>>>
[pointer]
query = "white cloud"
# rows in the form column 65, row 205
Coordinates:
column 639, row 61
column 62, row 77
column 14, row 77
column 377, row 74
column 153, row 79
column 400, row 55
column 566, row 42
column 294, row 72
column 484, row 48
<<<
Given task: Please rewrite all the records above as a numbered list, leaving out any blank lines.

Correct output:
1. [pointer]
2. query = "white cloud"
3. # rows in the form column 65, row 205
4. Coordinates:
5. column 639, row 61
6. column 62, row 77
7. column 14, row 77
8. column 377, row 74
9. column 153, row 79
10. column 400, row 55
11. column 566, row 42
12. column 294, row 72
13. column 484, row 48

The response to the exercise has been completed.